What special theme does the call for papers below name for CAiSE'10?

→ **Text to read**:
══════

CALL FOR PAPERS CAiSE'10
The 22nd International Conference on Advanced Information
Systems Engineering (CAiSE'10)
7-11 June 2010, Hammamet, Tunisia
http://www.caise2010.rnu.tn
Evolving Information Systems
This year's special theme is "Evolving information systems". Modern information systems are the result of the interconnection of systems of many organizations, are running in variable contexts, and require both a lightweight approach to interoperability and the capability to actively react to changing requirements and failures. In addition, users of information systems are becoming more and more mobile and ubiquitous, requiring the system to adapt to their varying usage contexts and goals. The evolution of an information system should be a continuous process rather than a single step, and it should be inherently supported by the system itself and the design of the information system should consider evolution as an inherent property of the system. The special events and invited speakers of CAiSE '10 will shed light on this theme from various perspectives.
Goal: CAiSE'10 aims to bring together researchers and practitioners in the field of information systems engineering. CAiSE'10 invites submissions on the design, development, maintenance, and usage of information systems - and especially submissions dealing with evolving information systems.
The topics of interests include, but are not restricted to:
Methodologies and approaches for IS engineering
- Enterprise architecture and enterprise modelling
- Requirements engineering
- Business process modelling and management
- Simulation
- Model, component, and software reuse
- IS reengineering
- IS engineering approaches for adaptive and flexible information systems
- Service science
- Knowledge patterns and ontologies for IS engineering
- IS in networked & virtual organizations
- Method engineering
Innovative platforms, architectures and technologies for IS engineering
- Service-oriented architecture
- Model-driven architecture
- Component based development
- Agent architecture
- Distributed, mobile, and open architecture
- Innovative database technology
- Semantic web
- IS and ubiquitous technologies
- adaptive and context-aware IS
Engineering of specific kinds of IS:
- eGovernment
- Enterprise systems (ERP, CRM, CRM)

══════

→ **Extracted entries**:

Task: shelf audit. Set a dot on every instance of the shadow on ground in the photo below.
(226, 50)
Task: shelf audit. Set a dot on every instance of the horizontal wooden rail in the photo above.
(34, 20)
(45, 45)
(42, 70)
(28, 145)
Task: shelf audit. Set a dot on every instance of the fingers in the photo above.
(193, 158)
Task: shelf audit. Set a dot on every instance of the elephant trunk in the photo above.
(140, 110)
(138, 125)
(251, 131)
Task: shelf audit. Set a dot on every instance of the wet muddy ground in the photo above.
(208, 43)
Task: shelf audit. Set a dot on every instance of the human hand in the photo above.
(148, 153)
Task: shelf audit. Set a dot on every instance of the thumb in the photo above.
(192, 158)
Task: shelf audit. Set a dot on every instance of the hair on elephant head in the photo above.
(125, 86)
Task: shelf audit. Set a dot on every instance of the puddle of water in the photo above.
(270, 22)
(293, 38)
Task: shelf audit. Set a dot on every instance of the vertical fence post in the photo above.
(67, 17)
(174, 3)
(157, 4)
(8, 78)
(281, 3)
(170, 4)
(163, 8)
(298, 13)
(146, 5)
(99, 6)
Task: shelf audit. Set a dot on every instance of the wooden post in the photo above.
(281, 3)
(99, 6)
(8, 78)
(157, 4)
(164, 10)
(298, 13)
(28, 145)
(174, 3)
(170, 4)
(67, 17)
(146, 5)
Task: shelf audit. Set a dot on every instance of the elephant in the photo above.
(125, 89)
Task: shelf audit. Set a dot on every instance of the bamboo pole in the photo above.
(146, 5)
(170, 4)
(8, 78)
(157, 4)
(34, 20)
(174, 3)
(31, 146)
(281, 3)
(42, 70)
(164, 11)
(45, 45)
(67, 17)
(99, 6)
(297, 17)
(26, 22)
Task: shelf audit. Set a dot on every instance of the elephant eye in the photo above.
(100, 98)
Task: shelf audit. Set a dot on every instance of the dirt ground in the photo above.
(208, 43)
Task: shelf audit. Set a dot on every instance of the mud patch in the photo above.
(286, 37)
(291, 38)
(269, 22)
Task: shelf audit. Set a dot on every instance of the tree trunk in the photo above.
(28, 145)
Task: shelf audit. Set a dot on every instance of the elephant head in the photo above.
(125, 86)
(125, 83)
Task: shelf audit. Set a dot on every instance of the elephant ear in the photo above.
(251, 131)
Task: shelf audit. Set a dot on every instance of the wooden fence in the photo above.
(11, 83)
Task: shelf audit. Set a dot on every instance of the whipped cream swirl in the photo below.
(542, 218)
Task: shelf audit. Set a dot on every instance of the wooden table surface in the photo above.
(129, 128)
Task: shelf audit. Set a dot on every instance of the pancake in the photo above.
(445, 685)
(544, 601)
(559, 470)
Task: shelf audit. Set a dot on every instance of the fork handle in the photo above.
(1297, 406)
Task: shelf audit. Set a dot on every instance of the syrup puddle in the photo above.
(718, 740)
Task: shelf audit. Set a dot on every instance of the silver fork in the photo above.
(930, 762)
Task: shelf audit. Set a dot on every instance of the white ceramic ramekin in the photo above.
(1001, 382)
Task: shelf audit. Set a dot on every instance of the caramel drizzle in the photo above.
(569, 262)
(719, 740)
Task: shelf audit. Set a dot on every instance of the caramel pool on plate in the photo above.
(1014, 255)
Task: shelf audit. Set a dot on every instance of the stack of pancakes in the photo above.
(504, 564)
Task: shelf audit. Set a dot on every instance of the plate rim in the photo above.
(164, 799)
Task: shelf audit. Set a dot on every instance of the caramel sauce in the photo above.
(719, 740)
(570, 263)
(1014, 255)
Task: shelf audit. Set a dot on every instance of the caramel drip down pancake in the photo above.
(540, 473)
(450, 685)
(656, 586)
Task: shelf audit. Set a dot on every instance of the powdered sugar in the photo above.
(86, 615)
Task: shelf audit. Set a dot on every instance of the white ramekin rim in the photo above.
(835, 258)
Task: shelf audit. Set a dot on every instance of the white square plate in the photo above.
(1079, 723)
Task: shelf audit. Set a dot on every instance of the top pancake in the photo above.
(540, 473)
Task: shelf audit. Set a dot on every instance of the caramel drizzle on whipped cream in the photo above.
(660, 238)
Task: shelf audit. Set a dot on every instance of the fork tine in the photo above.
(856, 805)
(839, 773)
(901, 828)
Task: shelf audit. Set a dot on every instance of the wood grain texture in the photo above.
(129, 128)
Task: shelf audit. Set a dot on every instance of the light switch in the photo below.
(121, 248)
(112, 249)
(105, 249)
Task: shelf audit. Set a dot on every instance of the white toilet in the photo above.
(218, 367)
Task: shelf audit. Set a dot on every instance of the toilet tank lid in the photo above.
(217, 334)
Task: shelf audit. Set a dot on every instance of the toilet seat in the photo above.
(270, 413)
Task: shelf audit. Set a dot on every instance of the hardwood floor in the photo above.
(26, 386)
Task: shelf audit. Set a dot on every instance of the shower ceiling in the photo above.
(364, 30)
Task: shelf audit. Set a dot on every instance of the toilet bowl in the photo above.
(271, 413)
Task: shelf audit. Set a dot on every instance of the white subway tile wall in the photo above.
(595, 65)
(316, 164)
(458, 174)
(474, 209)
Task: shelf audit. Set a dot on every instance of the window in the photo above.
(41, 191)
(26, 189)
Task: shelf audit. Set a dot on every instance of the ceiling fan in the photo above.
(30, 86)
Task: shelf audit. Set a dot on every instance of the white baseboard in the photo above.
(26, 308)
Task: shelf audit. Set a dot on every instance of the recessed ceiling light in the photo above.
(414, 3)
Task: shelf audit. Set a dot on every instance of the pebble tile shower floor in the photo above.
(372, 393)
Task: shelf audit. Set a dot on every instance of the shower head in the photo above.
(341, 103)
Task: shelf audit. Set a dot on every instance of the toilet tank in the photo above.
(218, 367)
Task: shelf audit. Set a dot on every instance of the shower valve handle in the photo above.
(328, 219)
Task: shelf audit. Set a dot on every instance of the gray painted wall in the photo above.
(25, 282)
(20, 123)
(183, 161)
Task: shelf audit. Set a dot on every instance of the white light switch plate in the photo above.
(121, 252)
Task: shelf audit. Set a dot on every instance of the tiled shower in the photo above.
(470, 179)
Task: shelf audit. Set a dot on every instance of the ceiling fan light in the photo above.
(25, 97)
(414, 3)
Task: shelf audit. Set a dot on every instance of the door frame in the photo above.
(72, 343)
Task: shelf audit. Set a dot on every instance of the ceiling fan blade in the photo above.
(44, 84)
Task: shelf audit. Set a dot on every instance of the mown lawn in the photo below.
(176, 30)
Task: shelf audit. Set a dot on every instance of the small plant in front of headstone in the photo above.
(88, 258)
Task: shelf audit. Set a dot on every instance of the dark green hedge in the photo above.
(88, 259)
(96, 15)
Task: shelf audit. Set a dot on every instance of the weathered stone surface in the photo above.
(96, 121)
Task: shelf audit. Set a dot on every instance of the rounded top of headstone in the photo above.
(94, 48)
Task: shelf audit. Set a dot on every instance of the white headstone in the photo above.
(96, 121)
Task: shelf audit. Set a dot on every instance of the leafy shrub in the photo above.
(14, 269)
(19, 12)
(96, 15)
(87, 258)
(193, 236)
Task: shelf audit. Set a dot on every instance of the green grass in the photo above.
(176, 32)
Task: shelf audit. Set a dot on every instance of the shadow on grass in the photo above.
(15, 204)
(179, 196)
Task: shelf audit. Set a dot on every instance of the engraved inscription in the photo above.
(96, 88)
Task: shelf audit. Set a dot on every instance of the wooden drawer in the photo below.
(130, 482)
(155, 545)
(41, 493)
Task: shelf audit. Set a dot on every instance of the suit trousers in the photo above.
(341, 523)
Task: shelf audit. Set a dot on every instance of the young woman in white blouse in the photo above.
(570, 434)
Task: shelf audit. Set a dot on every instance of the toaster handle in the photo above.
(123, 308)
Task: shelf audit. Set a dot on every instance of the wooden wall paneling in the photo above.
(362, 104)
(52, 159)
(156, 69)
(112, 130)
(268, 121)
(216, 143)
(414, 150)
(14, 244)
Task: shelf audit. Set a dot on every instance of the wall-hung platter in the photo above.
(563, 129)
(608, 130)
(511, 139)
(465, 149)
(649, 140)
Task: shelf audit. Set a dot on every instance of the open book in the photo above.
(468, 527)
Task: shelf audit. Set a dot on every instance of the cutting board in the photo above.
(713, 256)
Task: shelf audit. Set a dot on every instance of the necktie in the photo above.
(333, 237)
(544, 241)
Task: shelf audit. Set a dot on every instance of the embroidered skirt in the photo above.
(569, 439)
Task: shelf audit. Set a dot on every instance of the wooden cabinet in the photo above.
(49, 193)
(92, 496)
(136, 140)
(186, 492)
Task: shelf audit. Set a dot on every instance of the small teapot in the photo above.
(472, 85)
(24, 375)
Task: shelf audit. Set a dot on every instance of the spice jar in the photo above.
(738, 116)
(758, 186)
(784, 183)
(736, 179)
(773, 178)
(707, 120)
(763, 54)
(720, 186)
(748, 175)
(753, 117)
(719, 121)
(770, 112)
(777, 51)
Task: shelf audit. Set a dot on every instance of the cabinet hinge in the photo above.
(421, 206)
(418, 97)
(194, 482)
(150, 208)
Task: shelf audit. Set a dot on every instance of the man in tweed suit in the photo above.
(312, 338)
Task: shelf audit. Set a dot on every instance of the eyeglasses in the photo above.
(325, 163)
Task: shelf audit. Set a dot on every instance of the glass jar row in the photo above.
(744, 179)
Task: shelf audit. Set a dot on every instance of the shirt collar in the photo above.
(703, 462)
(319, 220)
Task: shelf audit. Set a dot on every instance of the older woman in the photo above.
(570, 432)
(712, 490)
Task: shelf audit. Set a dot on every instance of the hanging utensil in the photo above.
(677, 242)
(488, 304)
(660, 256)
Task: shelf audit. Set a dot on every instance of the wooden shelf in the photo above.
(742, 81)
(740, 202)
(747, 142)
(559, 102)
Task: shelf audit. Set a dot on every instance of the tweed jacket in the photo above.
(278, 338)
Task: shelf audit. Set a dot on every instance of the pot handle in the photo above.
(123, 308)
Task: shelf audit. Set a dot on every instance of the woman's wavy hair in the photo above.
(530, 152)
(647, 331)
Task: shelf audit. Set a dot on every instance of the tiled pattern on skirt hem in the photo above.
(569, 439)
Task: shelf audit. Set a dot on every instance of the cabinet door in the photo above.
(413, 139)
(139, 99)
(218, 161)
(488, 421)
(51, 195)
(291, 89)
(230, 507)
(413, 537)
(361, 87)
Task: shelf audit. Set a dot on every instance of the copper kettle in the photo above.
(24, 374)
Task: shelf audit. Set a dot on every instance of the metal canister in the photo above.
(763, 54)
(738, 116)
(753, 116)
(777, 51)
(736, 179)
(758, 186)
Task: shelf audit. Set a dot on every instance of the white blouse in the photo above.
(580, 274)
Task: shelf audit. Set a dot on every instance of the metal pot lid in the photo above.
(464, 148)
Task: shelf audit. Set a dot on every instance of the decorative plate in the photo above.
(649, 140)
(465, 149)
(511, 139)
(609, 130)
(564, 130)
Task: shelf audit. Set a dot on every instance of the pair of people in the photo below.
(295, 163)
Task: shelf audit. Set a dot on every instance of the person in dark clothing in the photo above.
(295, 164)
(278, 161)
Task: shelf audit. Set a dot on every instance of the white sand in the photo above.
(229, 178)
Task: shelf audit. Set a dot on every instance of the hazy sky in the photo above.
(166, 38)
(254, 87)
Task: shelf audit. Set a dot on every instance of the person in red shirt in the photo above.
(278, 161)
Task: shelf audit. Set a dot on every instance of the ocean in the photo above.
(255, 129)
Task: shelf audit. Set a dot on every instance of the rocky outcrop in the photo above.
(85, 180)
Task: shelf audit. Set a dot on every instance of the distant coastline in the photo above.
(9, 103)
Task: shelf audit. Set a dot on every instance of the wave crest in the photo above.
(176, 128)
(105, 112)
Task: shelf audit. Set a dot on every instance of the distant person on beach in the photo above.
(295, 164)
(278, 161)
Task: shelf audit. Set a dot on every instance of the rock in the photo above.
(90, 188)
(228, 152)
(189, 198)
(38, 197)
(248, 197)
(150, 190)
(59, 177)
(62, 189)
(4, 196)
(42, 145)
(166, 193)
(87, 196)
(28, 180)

══════

→ **Answer to this task**:
Evolving information systems.